- **WHAT YOU NEED TO DO**: Below are some entries. Repeat exactly the lines from the one with "phrase -- short sleeve" through the one with "phrase -- protest sign", and only those.

────

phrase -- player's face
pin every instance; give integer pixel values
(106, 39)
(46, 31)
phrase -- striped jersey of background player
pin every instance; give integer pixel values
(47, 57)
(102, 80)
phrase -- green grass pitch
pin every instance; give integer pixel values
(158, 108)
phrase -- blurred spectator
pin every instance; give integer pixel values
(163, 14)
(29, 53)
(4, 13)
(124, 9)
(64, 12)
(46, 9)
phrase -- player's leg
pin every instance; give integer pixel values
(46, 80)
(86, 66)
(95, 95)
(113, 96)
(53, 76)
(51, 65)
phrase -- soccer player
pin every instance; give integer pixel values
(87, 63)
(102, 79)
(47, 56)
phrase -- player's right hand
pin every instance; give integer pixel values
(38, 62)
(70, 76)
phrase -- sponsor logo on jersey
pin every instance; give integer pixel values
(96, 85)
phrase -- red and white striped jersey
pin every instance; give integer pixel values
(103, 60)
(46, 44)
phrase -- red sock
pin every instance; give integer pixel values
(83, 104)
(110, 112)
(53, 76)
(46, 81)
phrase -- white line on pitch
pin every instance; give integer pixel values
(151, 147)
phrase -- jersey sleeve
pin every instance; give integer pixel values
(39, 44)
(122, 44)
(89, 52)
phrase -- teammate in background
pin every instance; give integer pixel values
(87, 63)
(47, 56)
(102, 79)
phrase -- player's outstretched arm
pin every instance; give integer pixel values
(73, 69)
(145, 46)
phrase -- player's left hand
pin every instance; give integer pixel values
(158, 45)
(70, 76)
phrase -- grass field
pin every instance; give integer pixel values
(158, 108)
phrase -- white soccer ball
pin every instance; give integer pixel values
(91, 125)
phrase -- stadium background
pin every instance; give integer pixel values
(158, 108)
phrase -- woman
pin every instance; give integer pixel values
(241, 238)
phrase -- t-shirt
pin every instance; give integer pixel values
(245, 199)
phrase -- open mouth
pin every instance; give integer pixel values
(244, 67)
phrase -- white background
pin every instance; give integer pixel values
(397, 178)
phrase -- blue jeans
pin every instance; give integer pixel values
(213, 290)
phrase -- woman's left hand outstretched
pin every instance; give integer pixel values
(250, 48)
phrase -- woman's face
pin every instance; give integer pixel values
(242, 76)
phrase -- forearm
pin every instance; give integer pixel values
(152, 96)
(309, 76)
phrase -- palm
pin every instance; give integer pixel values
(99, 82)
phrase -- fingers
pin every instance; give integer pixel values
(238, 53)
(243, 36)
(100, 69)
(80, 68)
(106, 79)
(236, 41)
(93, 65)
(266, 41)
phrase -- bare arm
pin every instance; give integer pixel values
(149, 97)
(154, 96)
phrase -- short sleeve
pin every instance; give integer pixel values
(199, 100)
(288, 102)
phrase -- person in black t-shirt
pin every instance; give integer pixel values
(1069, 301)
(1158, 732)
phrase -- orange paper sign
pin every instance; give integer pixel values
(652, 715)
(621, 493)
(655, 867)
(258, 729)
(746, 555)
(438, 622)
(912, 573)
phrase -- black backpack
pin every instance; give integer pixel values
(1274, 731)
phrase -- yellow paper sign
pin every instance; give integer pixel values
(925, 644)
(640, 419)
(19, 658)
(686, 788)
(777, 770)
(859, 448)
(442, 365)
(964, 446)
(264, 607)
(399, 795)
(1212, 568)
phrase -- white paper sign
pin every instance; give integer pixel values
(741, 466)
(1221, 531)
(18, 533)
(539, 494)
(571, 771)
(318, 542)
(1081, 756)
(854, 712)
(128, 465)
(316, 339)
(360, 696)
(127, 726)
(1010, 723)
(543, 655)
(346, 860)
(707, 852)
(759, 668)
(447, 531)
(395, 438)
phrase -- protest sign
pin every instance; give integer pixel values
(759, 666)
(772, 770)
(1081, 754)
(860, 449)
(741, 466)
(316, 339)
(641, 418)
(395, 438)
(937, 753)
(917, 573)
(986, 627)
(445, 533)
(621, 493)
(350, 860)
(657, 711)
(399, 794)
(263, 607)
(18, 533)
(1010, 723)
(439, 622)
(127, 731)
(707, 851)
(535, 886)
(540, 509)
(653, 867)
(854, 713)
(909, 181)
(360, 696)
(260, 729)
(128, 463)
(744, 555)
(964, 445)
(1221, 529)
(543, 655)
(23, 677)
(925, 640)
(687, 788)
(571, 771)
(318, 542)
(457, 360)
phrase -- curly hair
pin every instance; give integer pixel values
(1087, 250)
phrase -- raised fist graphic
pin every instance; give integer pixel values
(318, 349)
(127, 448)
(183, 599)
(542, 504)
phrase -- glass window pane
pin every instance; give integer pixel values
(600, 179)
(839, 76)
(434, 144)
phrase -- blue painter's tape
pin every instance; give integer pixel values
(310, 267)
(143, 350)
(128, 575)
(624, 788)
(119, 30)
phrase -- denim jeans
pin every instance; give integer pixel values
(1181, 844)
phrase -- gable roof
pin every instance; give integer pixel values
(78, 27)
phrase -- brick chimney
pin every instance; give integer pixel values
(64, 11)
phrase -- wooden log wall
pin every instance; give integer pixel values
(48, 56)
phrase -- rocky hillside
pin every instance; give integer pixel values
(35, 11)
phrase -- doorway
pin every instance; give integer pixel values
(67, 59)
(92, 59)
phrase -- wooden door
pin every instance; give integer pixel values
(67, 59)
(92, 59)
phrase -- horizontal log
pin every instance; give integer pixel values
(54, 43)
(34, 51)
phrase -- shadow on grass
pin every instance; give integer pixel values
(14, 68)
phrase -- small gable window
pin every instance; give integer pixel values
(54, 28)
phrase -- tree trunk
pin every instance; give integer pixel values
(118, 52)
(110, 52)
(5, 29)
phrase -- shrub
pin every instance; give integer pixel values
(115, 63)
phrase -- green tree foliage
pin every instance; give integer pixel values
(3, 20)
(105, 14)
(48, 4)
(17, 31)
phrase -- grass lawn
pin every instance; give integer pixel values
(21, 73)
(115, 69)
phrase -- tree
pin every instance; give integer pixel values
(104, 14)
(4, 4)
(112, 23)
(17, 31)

────

- **RESULT OF THE EXERCISE**:
phrase -- short sleeve
pin every instance; give integer pixel values
(199, 100)
(288, 102)
phrase -- person in black t-shirt
pin every instance; give integer pixel values
(1069, 301)
(1158, 732)
phrase -- orange paper sign
pin every instance; give integer pixel values
(652, 715)
(621, 493)
(655, 867)
(258, 729)
(746, 555)
(438, 622)
(912, 573)
phrase -- black backpack
pin every instance; give integer pixel values
(1274, 731)
phrase -- yellow paper sign
pin every instance; give integer pixel values
(925, 644)
(640, 419)
(19, 658)
(686, 788)
(777, 770)
(859, 448)
(442, 365)
(964, 446)
(264, 607)
(399, 795)
(1212, 568)
phrase -- white paper sign
pin every instance; give integer pixel values
(741, 466)
(1221, 531)
(18, 533)
(539, 494)
(571, 771)
(318, 542)
(1081, 756)
(854, 712)
(128, 465)
(316, 339)
(360, 696)
(127, 726)
(1010, 723)
(543, 655)
(346, 860)
(707, 852)
(759, 668)
(447, 531)
(395, 438)
phrase -- protest sign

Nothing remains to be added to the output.